[Opening Records supplied section]

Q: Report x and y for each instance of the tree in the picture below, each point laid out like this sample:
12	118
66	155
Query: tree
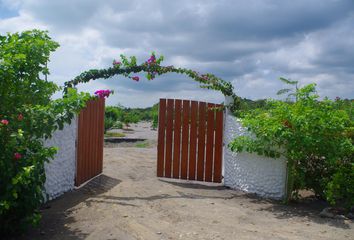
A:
27	117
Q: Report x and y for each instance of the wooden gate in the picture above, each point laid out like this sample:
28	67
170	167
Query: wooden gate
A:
89	160
190	140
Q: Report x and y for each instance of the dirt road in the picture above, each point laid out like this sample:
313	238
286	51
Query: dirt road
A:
129	202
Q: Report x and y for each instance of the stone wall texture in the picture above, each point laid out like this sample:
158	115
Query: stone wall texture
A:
60	171
250	172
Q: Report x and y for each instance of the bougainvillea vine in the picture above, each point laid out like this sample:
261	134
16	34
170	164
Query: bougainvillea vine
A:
152	67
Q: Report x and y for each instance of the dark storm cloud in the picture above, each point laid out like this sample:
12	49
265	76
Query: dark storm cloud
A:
250	43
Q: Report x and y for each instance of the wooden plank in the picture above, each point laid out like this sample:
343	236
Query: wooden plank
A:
201	141
218	145
177	138
209	143
185	139
169	135
161	138
90	147
79	150
87	141
193	140
101	134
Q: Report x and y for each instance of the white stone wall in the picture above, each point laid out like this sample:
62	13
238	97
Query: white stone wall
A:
250	172
61	170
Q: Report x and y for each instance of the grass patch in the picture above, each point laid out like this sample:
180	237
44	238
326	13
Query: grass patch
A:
142	145
114	134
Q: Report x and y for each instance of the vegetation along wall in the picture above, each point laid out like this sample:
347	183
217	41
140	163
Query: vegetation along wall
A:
250	172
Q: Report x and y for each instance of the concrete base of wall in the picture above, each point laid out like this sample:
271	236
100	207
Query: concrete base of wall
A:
60	171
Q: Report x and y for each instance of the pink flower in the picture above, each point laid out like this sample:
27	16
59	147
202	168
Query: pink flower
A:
4	122
103	93
152	59
17	156
116	63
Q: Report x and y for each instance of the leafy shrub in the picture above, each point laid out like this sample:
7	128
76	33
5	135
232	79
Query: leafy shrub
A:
315	136
27	117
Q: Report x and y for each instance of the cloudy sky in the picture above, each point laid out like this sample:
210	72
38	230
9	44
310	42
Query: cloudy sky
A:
248	42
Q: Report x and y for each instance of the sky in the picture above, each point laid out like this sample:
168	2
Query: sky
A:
250	43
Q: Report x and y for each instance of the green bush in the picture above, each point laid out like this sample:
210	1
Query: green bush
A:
315	136
340	188
27	117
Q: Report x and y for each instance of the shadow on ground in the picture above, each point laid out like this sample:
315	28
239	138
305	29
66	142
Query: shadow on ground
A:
56	214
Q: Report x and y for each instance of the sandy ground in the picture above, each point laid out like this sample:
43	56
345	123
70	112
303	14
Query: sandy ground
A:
128	202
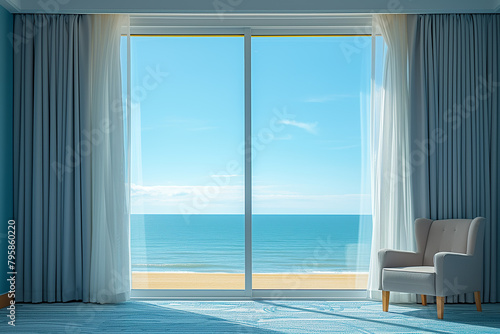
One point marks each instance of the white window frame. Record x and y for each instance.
(248, 26)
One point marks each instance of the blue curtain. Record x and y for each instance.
(52, 166)
(454, 107)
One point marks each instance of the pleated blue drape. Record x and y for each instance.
(52, 165)
(454, 107)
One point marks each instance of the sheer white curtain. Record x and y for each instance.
(110, 258)
(392, 217)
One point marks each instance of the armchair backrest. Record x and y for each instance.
(451, 235)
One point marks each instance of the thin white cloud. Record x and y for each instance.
(346, 147)
(309, 127)
(225, 175)
(329, 97)
(287, 137)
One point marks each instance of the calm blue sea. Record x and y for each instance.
(281, 243)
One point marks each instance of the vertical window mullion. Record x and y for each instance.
(248, 163)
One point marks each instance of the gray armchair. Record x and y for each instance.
(448, 261)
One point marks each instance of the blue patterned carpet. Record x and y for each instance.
(250, 317)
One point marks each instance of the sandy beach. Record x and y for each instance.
(158, 280)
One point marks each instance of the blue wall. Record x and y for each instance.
(6, 175)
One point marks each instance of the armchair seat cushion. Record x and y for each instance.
(416, 279)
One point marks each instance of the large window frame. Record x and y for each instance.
(248, 26)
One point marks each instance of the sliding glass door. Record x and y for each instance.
(187, 222)
(311, 195)
(310, 223)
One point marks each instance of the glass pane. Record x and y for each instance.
(187, 223)
(311, 184)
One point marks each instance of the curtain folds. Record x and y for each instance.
(68, 195)
(110, 260)
(391, 191)
(454, 89)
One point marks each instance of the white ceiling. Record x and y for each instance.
(251, 6)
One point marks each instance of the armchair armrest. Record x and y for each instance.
(457, 273)
(389, 258)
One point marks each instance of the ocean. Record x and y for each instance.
(281, 243)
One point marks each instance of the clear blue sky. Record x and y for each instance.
(310, 99)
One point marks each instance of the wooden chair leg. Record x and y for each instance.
(440, 306)
(477, 298)
(385, 300)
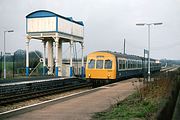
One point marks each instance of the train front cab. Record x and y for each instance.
(101, 66)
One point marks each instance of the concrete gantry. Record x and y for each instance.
(52, 28)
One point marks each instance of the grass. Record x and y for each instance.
(142, 105)
(130, 108)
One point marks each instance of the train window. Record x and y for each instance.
(108, 64)
(120, 64)
(99, 64)
(91, 63)
(123, 64)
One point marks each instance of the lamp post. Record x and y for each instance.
(5, 51)
(148, 24)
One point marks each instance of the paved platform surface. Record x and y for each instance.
(83, 107)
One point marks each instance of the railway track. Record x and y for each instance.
(29, 93)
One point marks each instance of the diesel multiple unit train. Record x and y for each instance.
(106, 65)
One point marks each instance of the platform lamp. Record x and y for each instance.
(148, 24)
(5, 51)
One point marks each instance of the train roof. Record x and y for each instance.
(118, 54)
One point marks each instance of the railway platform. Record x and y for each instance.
(83, 106)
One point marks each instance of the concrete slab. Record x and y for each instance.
(83, 107)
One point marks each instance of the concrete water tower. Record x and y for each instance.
(50, 27)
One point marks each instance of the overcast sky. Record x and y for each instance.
(107, 23)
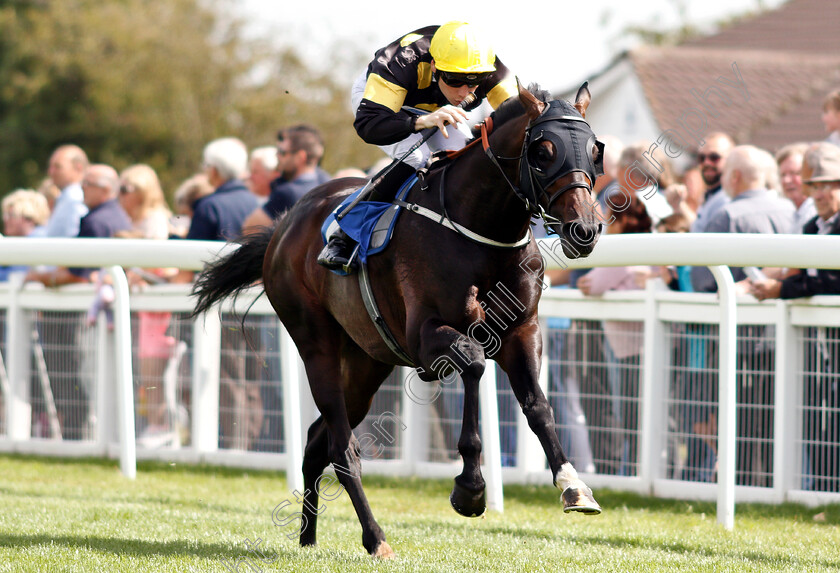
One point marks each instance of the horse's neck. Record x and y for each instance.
(479, 197)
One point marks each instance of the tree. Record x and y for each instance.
(150, 81)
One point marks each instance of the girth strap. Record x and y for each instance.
(452, 225)
(377, 318)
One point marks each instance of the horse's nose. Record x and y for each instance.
(581, 237)
(582, 233)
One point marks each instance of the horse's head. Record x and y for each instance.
(560, 161)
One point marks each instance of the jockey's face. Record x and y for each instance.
(454, 95)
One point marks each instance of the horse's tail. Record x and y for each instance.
(233, 273)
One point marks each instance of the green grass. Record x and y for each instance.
(60, 515)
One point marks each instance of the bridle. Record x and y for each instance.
(565, 128)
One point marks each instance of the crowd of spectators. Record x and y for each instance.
(234, 191)
(741, 189)
(728, 188)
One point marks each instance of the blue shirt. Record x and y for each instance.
(285, 193)
(219, 216)
(68, 212)
(101, 222)
(104, 221)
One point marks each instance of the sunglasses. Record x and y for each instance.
(713, 157)
(454, 80)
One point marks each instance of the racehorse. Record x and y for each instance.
(434, 286)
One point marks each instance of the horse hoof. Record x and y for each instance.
(580, 499)
(383, 551)
(466, 502)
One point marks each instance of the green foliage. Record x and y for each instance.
(151, 81)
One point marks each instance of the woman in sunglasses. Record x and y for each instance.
(416, 82)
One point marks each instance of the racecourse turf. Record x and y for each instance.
(82, 515)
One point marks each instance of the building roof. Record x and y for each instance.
(789, 59)
(784, 91)
(802, 26)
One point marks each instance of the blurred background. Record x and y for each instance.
(153, 81)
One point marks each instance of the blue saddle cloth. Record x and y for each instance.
(370, 223)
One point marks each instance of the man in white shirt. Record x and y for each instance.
(67, 169)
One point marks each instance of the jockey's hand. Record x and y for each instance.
(448, 114)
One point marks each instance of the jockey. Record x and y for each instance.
(415, 83)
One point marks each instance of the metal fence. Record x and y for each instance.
(608, 409)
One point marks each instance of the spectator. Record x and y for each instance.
(696, 187)
(299, 153)
(710, 157)
(831, 116)
(104, 219)
(789, 159)
(608, 182)
(51, 192)
(142, 197)
(217, 217)
(752, 209)
(625, 338)
(691, 379)
(350, 172)
(634, 176)
(66, 169)
(678, 198)
(186, 196)
(823, 186)
(262, 170)
(59, 339)
(821, 413)
(24, 211)
(220, 215)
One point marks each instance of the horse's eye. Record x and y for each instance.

[Closing Records supplied section]

Nothing except a number is needed: how many lines of the entries contain the word "base"?

2